Frederick S. Pardee has given $25 million for a new school pursuing his dream of improving humanity’s condition. Photo by Fred Sway
This year, thanks to a generous gift from Frederick S. Pardee (SMG’54, GSM’54, Hon.’06), we laid the groundwork for the Frederick S. Pardee School of Global Studies, launched in September 2014 and reporting to CAS. The Pardee School is dedicated to advancing human progress and improving the human condition through rigorous and creative undergraduate, graduate, and professional education; path-breaking research; and active engagement in innovative initiatives that apply this education and knowledge to make a real-world difference in the critical challenges humanity faces.
The Pardee School builds on the substantial success CAS has had in creating strong global and international studies programs through the former Department of International Relations and our various area studies programs and centers. The new School brings these faculties and units together and serves as the center of gravity for BU’s global mission in research and education. The ultimate vision is creating peace that lasts, development that works, and knowledge that transforms.
Although the Pardee School will assume responsibility for this new approach, this is a good opportunity to look back and reflect on the successes of CAS in advancing the mission of global and international research and education and its continuing future in CAS, along with the Pardee School. All of CAS’s humanities and social science departments have taken strong responsibility for an academic focus on global and international studies, and so have the natural science programs focusing on ecology in Biology and environmental studies and earth systems in Earth & Environment. The backbone of these efforts can be seen in three directions:
- Core disciplines (the core disciplines that focus on the global, international, and comparative): The former International Relations Department housed one of CAS’s largest majors and its very important portfolio of professional master’s degrees. But there are many other departments that provide the core scholars and teachers in global and international studies and will continue to do so in the future. These include the cultural and social anthropologists of the Department of Anthropology, as well as the many area and comparative scholars of the departments of History, History of Art & Architecture, Political Science, and the literature departments, among others.

(Natural-language object grounding data)
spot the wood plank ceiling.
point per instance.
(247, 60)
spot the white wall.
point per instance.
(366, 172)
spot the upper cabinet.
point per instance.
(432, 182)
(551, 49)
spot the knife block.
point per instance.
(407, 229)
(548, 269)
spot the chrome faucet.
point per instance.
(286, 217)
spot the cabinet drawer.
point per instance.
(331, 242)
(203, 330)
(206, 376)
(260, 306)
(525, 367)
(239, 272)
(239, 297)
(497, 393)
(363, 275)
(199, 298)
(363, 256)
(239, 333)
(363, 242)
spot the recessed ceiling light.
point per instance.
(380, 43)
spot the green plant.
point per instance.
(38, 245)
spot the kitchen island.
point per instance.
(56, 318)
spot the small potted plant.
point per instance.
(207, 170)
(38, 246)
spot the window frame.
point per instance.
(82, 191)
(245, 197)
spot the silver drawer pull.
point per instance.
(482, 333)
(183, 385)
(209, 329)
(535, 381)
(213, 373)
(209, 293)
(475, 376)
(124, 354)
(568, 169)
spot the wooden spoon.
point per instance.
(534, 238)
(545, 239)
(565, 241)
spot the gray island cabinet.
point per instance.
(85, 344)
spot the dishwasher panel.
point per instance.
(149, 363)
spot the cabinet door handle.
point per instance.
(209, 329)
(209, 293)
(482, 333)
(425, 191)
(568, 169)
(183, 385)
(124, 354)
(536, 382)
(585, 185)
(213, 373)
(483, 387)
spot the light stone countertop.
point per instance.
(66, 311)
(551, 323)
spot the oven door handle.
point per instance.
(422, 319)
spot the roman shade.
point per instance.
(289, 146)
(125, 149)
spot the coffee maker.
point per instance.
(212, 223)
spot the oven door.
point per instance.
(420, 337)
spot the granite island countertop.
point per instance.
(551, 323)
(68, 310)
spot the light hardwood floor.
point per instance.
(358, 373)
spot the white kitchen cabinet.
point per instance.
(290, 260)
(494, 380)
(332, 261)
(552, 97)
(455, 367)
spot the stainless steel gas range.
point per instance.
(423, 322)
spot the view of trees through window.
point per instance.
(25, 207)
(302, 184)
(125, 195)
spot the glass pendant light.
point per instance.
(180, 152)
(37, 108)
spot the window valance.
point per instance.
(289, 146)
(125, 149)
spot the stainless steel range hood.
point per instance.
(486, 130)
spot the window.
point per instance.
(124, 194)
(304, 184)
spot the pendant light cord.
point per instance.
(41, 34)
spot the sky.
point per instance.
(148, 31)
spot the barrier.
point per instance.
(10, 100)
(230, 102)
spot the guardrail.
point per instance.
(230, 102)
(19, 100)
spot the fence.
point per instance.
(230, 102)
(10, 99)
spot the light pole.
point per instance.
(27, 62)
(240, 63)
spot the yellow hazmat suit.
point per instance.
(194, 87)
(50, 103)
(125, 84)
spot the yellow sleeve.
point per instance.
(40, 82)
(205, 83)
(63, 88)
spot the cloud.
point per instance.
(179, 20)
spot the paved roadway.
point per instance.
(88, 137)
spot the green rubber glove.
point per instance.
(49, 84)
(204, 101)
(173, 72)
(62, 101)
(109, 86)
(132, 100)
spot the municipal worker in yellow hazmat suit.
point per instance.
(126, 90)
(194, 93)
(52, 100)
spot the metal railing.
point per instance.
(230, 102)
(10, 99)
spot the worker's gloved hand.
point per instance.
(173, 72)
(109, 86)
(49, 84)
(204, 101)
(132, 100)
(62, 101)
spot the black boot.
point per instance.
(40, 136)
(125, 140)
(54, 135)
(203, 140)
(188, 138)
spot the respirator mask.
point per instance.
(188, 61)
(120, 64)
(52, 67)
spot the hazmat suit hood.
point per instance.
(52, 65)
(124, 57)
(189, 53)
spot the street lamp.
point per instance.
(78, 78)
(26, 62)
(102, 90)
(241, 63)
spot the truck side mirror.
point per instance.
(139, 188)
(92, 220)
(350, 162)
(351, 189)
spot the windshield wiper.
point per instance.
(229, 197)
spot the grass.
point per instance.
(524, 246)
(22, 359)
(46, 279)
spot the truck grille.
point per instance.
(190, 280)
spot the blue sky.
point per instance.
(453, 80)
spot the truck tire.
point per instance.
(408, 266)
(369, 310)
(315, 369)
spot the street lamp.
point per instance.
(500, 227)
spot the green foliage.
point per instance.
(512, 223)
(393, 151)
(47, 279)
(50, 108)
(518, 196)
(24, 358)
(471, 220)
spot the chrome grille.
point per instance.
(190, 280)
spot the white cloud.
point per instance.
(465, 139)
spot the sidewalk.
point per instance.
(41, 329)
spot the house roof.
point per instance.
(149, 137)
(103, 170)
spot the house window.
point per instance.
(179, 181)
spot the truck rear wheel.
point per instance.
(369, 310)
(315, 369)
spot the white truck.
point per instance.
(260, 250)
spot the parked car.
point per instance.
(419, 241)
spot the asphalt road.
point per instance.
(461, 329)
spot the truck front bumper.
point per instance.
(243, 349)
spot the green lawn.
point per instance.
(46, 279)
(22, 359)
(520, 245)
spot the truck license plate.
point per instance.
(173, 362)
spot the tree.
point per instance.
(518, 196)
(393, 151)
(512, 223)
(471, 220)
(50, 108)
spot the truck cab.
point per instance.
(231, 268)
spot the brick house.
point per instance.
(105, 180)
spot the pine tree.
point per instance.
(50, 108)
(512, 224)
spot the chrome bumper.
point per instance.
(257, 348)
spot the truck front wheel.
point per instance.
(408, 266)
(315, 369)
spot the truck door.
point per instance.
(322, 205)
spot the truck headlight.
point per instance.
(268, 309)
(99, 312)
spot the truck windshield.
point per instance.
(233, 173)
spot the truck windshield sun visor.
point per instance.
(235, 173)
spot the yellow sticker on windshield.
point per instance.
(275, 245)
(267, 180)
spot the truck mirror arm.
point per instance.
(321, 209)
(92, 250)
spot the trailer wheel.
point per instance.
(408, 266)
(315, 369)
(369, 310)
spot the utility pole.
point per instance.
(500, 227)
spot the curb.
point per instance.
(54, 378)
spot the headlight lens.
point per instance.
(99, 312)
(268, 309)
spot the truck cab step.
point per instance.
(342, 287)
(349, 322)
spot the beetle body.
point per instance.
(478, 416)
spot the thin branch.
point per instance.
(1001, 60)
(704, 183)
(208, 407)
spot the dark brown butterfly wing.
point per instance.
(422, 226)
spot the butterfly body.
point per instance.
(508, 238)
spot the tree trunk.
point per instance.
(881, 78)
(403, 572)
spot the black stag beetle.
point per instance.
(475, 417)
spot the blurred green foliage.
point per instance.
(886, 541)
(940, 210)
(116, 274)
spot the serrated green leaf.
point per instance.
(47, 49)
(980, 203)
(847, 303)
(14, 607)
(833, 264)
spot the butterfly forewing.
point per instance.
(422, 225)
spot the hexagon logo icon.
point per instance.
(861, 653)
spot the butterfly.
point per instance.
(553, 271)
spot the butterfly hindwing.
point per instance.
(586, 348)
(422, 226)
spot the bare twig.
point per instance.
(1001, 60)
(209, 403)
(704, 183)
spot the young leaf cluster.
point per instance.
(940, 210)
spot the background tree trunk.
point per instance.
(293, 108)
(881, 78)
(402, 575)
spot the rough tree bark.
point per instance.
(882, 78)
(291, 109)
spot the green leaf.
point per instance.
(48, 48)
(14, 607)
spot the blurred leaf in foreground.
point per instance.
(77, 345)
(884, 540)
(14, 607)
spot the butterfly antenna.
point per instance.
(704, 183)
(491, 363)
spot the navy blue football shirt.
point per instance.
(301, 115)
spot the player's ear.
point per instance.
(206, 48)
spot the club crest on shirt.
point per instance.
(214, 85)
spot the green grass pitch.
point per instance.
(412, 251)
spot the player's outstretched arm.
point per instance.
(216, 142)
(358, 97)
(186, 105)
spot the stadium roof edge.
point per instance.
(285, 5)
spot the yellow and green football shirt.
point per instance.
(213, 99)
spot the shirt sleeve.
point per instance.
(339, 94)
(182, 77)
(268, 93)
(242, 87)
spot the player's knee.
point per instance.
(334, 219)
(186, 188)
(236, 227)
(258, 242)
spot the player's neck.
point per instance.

* [EXERCISE REQUIREMENTS]:
A – In the passage on the Pardee School, rewrite everything from "Frederick S. Pardee has" down to "challenges humanity faces.", replacing "groundwork" with "foundation".
B – List every element that the passage on the Pardee School gives as part of the school's ultimate vision.
C – Continue the passage on the Pardee School from its last sentence.

* [EXERCISE RESULTS]:
A –
Frederick S. Pardee has given $25 million for a new school pursuing his dream of improving humanity’s condition. Photo by Fred Sway
This year, thanks to a generous gift from Frederick S. Pardee (SMG’54, GSM’54, Hon.’06), we laid the foundation for the Frederick S. Pardee School of Global Studies, launched in September 2014 and reporting to CAS. The Pardee School is dedicated to advancing human progress and improving the human condition through rigorous and creative undergraduate, graduate, and professional education; path-breaking research; and active engagement in innovative initiatives that apply this education and knowledge to make a real-world difference in the critical challenges humanity faces.

B –
- Peace that lasts
- Development that works
- Knowledge that transforms

C –
- Language/Culture Education and Research: Competence in at least one foreign language remains one of the core accomplishments CAS requires of all of its undergraduates, regardless of their major. Meanwhile, research and education in languages and literatures is one of the critical parts of the College. In an era in which some universities have dropped languages, in CAS in recent years we have developed a strong and focused approach to defining which language/culture areas we will pursue. For inclusion in our portfolio, we incorporate both language and culture study (not just language courses) and both teaching and research. Each language/culture area we include must also be tied to a broader interdisciplinary area focus and, if possible, an excellent study abroad option. We have emphasized the addition of critical and lesser-taught languages. With an assistant dean of language study to oversee our progress, in 2013/14 we launched a collaboration with Boston area schools that includes developing a proposal for online teaching of Korean and Zulu.
- Area Studies: With the addition of the new program in Middle East & North Africa Studies (MENA), CAS developed seven area studies programs: African Studies Center (1953), a Title VI Program; American & New England Studies (1970); Latin American Studies (1991); Institute for the Study of Muslim Societies & Civilizations (2006); the Center for the Study of Asia (2008); the Center for the Study of Europe (2011); and now, the Middle East & North Africa Studies program (2013). These programs, except the American & New England Studies program, will now together form the Division of Regional Studies in the Pardee School, but the majority of the faculty associated with these programs will be based in CAS departments.
CAS looks forward to continuing to pursue its global and international academic mission through our academic programs, and associations with the Pardee School and with Study Abroad.